What the task asks: Look through the lines below and copy each one that includes "listed".

(Stored data entries)
######

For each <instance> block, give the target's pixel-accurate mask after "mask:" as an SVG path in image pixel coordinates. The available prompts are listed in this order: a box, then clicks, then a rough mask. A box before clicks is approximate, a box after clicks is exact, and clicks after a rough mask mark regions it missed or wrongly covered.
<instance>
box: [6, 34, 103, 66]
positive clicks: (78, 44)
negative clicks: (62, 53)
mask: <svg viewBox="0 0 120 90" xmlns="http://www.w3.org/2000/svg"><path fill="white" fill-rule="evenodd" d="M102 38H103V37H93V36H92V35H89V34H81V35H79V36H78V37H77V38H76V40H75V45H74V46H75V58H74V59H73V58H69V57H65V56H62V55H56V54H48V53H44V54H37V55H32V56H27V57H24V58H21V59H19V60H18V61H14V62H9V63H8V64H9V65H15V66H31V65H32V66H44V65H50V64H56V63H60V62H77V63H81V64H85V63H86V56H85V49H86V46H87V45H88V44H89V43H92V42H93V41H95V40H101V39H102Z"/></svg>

######

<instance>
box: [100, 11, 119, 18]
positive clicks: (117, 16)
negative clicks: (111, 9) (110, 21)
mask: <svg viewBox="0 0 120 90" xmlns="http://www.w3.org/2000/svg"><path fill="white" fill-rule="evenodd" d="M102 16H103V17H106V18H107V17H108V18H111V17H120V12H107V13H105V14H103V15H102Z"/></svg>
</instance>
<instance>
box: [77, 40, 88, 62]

######

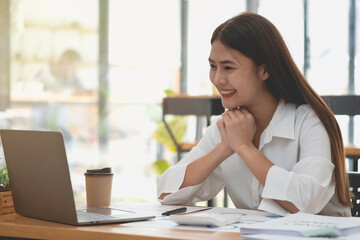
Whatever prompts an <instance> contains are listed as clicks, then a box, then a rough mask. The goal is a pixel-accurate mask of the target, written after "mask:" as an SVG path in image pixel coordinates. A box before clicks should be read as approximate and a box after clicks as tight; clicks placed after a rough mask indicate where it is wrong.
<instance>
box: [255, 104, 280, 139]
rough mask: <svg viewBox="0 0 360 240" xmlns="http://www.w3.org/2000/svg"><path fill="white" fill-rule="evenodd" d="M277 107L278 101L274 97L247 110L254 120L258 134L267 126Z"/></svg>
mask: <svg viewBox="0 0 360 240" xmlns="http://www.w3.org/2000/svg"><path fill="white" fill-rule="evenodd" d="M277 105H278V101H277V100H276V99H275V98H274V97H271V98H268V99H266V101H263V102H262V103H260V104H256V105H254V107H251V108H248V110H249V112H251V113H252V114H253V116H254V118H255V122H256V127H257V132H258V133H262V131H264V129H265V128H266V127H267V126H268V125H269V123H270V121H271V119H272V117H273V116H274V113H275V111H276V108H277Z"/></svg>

######

Solution below:
For each <instance> block, give the target's pixel-accurate mask after "mask:" as an SVG path in image pixel coordinates. The available prompts are listed in this order: a box, then clicks, then a rough mask. A box before clicks is approximate, a box after clicks is exact, and clicks after a rough mask mark regions it missed or wrongly covered.
Whatever prompts an <instance> contains are listed as clicks, then a box, then a rough mask. The goal is a pixel-accurate mask of the target, written after "mask:" as an SVG path in image pixel coordinates. A box before clicks should be read as approximate and a box after clicks as tight; clicks placed after a rough mask indicate where it is wrong.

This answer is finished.